Written instruction »
Omit the pictures from the entries below and retype everything else exactly.
-- start of Record list --
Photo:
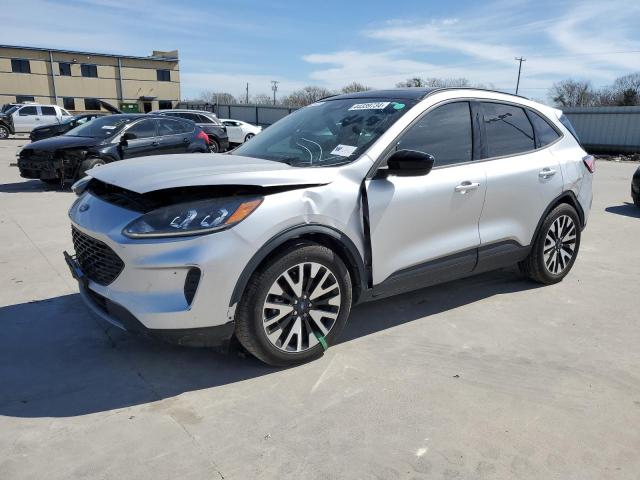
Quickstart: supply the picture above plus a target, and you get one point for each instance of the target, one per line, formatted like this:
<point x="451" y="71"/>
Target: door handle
<point x="466" y="186"/>
<point x="546" y="172"/>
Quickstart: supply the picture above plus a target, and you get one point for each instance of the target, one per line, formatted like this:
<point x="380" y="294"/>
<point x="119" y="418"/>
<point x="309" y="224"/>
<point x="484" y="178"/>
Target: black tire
<point x="534" y="266"/>
<point x="88" y="164"/>
<point x="51" y="181"/>
<point x="249" y="315"/>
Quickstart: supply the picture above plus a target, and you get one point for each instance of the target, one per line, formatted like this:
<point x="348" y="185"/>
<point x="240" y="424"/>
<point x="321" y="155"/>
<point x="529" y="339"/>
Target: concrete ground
<point x="489" y="377"/>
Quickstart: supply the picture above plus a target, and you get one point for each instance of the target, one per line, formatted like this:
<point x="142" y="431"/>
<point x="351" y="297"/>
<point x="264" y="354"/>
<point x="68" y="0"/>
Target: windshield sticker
<point x="343" y="150"/>
<point x="369" y="106"/>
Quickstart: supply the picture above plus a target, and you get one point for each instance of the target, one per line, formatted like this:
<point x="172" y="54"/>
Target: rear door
<point x="429" y="224"/>
<point x="523" y="177"/>
<point x="146" y="141"/>
<point x="48" y="115"/>
<point x="26" y="118"/>
<point x="174" y="135"/>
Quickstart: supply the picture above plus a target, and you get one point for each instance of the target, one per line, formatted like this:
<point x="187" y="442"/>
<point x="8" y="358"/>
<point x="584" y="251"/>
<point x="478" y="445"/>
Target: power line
<point x="521" y="59"/>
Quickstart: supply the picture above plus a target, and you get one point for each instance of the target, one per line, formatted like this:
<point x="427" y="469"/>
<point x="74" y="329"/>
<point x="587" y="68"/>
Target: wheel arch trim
<point x="347" y="251"/>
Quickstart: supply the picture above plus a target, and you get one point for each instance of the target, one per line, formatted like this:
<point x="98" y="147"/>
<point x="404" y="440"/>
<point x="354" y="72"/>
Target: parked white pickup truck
<point x="24" y="118"/>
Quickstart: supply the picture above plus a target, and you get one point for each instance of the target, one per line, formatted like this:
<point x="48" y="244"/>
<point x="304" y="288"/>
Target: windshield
<point x="326" y="133"/>
<point x="101" y="127"/>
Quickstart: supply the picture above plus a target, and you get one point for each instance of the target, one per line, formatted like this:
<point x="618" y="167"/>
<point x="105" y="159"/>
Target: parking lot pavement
<point x="489" y="377"/>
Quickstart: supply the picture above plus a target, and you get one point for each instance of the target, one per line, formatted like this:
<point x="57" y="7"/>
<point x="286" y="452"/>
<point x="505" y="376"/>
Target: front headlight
<point x="192" y="218"/>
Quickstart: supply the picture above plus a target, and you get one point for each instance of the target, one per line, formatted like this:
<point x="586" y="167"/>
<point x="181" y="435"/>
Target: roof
<point x="94" y="54"/>
<point x="412" y="93"/>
-- end of Record list --
Task output »
Photo:
Quickstart: supply the picture above plus a target, and you get one point for each instance of the target, one per line, formatted like this:
<point x="451" y="71"/>
Target: door handle
<point x="466" y="186"/>
<point x="546" y="172"/>
Quickstart: supply the picture above plus a target, and you get one point for each instance of the target, one per line, formatted like this:
<point x="380" y="294"/>
<point x="119" y="418"/>
<point x="309" y="224"/>
<point x="484" y="178"/>
Target: black tire
<point x="534" y="266"/>
<point x="88" y="164"/>
<point x="51" y="181"/>
<point x="249" y="315"/>
Quickstart: supply the picture above plus a target, and you get one point for each instance of the target, one per line, formatted like this:
<point x="348" y="185"/>
<point x="240" y="424"/>
<point x="321" y="155"/>
<point x="529" y="339"/>
Target: concrete ground
<point x="489" y="377"/>
Quickstart: supply the picture above plus a target, and you get one point for each instance of the target, one per line, formatted like this:
<point x="142" y="431"/>
<point x="351" y="297"/>
<point x="264" y="354"/>
<point x="68" y="0"/>
Target: windshield sticker
<point x="343" y="150"/>
<point x="369" y="106"/>
Quickstart: supply the picture above plus a target, and you get one point for each instance of the target, one per line, formatted like this:
<point x="172" y="54"/>
Target: rear door
<point x="429" y="224"/>
<point x="523" y="177"/>
<point x="146" y="141"/>
<point x="48" y="115"/>
<point x="26" y="118"/>
<point x="174" y="135"/>
Quickstart: supply the picture above plus a target, and you get one point for each instance of the target, one per line, formatted like this:
<point x="187" y="442"/>
<point x="8" y="358"/>
<point x="584" y="251"/>
<point x="478" y="445"/>
Target: power line
<point x="521" y="59"/>
Quickstart: supply the picture above plus a target, and you get one point for each instance of the target, one per line, formatted like this:
<point x="427" y="469"/>
<point x="74" y="329"/>
<point x="587" y="68"/>
Target: wheel arch trim
<point x="347" y="251"/>
Quickstart: supply the picture above plus a target, and you get one point for each instance of the target, one per line, formatted like this:
<point x="98" y="147"/>
<point x="404" y="440"/>
<point x="354" y="72"/>
Target: parked white pickup truck
<point x="24" y="118"/>
Quickstart: supply the picture above plus a target, and you get one point for each instance of the target, one per line, formatted like this:
<point x="48" y="244"/>
<point x="304" y="288"/>
Target: windshield
<point x="326" y="133"/>
<point x="101" y="127"/>
Quickstart: supply the picture above plus a target, and you get one point for each instance of the target, one per line, formatted like this:
<point x="618" y="167"/>
<point x="105" y="159"/>
Target: parking lot pavement
<point x="489" y="377"/>
Quickstart: supply the picture above plus a target, and you get one point for each instance of the target, one per line, formatted like this:
<point x="57" y="7"/>
<point x="286" y="452"/>
<point x="505" y="376"/>
Target: front headlight
<point x="192" y="218"/>
Quickstart: supply the picture above plus a target, and you get one point for each instance of the target, one per line, formatted like this:
<point x="586" y="167"/>
<point x="181" y="435"/>
Target: roof
<point x="94" y="54"/>
<point x="412" y="93"/>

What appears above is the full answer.